*TEXT EXTRACT*.

★ ★ ★ ★ ★ ★ ★

In this analysis, it has been assumed that the local market would work through an auction scheme at the distributor’s request after the forecast of congestion in some areas under its jurisdiction. Such congestion forecasts will be obtained with the previous methodology for the different scenarios proposed in the industrial, rural, and urban network models. Thus, for each hour where there is a voltage imbalance, above or below normal limits, it is considered that there is a need to activate the local flexibility market to acquire local products. In this regard, this study assumed that the market has appropriate policy regulation and the economic incentives to manage congestion issues using the DER’s flexibility via an LFM. The reason for this strong assumption relies on the study’s aim, which is to quantify the operational margin of a flexibility market and estimate an upper limit for its economic viability. Hourly prices from the continuous intraday market in 2019 and the price projection for the daily market proposed by OMIE around 2030 were used. Similarly, the day-ahead market prices are projected to 2030 based on the the day-ahead market prices from OMIE. These prices represent the E0 price scenario. Three additional scenarios were created to add sensitivity to day-ahead market prices considering the average price per Megawatt-hour for the year to be 10%, 35%, and 45% higher than in scenario E0, corresponding to the scenarios E1, E2, and E3, respectively.

★ ★ ★ ★ ★ ★ ★

*Items from a data source*.

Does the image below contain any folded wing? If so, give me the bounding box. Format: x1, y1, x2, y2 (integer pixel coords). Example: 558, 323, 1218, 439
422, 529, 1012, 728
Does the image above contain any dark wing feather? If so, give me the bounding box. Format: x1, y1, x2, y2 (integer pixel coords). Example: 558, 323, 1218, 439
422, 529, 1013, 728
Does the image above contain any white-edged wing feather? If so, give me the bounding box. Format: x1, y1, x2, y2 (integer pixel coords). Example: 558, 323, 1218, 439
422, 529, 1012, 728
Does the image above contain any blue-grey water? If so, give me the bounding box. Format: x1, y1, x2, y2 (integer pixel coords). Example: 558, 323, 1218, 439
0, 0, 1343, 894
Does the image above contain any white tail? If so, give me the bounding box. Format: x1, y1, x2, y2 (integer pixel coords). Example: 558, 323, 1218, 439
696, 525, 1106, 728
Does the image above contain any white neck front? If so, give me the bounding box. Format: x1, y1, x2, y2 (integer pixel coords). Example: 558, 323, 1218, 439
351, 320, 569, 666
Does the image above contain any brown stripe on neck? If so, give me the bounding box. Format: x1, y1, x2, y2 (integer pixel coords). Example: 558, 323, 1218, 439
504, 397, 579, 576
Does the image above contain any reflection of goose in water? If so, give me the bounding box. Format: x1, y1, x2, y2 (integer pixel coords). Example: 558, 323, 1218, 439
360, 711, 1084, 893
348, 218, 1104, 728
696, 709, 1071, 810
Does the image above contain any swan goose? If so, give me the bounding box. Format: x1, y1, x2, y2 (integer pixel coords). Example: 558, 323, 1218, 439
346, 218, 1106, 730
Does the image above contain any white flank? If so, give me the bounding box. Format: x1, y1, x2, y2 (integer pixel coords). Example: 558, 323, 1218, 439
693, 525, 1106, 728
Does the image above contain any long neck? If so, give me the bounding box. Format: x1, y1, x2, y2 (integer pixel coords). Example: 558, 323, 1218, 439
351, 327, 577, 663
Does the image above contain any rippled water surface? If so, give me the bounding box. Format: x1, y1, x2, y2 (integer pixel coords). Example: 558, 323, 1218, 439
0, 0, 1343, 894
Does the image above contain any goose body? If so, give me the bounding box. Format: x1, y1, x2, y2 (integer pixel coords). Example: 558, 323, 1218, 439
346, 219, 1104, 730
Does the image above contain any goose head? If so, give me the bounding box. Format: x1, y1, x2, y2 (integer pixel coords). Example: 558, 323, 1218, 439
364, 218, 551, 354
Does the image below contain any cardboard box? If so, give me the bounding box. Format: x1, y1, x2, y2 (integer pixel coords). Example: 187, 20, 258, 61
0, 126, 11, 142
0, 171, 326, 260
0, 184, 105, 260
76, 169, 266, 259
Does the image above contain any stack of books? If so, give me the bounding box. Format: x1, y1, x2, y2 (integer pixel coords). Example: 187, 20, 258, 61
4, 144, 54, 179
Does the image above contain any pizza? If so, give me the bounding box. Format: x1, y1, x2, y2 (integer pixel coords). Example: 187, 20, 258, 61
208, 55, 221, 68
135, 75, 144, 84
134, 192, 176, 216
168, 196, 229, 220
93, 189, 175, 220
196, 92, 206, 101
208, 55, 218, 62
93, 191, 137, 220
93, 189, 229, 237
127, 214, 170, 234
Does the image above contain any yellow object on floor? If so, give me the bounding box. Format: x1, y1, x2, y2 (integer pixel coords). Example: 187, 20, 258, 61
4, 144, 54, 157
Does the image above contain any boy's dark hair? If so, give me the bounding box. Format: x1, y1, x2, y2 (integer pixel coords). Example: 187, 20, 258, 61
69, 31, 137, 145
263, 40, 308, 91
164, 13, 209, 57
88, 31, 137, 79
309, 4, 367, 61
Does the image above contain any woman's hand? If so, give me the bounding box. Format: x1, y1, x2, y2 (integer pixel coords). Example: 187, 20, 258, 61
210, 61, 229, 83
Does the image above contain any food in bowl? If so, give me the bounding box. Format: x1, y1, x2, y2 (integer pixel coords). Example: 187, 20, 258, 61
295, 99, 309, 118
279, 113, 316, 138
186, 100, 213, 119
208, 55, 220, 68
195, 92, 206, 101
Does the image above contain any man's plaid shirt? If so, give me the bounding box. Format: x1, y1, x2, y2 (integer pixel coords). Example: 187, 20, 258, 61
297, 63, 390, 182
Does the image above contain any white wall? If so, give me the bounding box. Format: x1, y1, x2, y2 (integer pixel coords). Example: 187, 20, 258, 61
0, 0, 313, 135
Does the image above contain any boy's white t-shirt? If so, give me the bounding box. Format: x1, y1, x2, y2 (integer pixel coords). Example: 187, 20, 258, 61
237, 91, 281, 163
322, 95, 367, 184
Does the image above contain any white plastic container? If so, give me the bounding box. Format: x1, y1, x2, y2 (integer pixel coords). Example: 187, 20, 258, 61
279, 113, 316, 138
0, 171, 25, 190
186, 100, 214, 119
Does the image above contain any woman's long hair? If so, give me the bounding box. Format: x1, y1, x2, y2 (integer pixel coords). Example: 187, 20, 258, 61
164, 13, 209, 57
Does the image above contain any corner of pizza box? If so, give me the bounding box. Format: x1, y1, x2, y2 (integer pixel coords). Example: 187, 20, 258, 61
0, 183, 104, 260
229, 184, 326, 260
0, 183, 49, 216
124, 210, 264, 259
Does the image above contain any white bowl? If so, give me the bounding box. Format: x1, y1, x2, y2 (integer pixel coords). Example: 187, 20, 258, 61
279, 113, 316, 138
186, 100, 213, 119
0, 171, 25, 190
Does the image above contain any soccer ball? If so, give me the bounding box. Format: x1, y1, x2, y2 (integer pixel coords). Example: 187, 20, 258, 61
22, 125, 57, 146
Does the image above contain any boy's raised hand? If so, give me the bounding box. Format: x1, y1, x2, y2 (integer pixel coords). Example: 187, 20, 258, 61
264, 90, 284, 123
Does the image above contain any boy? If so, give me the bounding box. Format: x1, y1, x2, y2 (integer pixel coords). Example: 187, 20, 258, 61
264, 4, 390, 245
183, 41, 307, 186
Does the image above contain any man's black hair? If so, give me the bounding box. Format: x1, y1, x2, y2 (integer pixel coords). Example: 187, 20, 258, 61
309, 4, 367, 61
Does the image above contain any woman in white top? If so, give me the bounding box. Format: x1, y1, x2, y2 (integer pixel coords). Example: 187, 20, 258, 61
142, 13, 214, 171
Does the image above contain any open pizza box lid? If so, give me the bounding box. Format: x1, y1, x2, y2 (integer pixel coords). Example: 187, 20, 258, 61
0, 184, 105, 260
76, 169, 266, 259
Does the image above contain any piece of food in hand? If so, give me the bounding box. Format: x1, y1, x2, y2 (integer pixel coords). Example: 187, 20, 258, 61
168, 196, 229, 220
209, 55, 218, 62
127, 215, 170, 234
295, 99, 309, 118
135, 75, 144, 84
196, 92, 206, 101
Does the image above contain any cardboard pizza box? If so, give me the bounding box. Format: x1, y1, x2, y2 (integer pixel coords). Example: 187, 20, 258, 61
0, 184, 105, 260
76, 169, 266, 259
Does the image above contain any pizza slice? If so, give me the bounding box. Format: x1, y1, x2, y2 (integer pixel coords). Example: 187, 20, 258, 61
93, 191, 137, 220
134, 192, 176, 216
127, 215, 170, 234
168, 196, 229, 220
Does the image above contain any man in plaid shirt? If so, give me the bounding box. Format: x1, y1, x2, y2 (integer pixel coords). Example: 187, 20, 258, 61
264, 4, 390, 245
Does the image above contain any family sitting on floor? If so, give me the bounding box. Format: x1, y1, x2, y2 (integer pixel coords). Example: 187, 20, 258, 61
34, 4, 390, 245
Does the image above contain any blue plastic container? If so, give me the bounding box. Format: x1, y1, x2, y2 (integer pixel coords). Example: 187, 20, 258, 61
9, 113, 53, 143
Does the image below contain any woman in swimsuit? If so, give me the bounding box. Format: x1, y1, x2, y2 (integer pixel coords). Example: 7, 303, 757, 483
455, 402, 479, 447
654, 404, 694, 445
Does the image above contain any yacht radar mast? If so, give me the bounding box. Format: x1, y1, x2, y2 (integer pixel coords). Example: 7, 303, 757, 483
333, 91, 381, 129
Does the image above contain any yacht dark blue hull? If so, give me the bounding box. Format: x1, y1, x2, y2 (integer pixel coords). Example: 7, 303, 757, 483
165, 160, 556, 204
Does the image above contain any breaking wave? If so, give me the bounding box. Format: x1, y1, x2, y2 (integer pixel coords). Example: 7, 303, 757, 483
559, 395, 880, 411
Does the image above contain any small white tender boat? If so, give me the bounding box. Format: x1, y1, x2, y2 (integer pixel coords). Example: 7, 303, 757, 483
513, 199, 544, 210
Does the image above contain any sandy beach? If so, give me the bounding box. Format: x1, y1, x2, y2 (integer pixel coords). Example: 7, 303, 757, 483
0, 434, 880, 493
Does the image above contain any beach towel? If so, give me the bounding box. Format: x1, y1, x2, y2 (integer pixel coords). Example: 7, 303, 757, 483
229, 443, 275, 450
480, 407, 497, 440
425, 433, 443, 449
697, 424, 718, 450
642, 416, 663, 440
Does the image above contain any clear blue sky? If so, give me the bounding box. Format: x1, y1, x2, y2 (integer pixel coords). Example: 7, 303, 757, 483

★ ★ ★ ★ ★ ★ ★

*GIVEN EXERCISE*.
According to the text on the local flexibility market, how much higher is the yearly average price per megawatt-hour in scenario E2 than in scenario E0?

*SOLUTION*.
35% higher.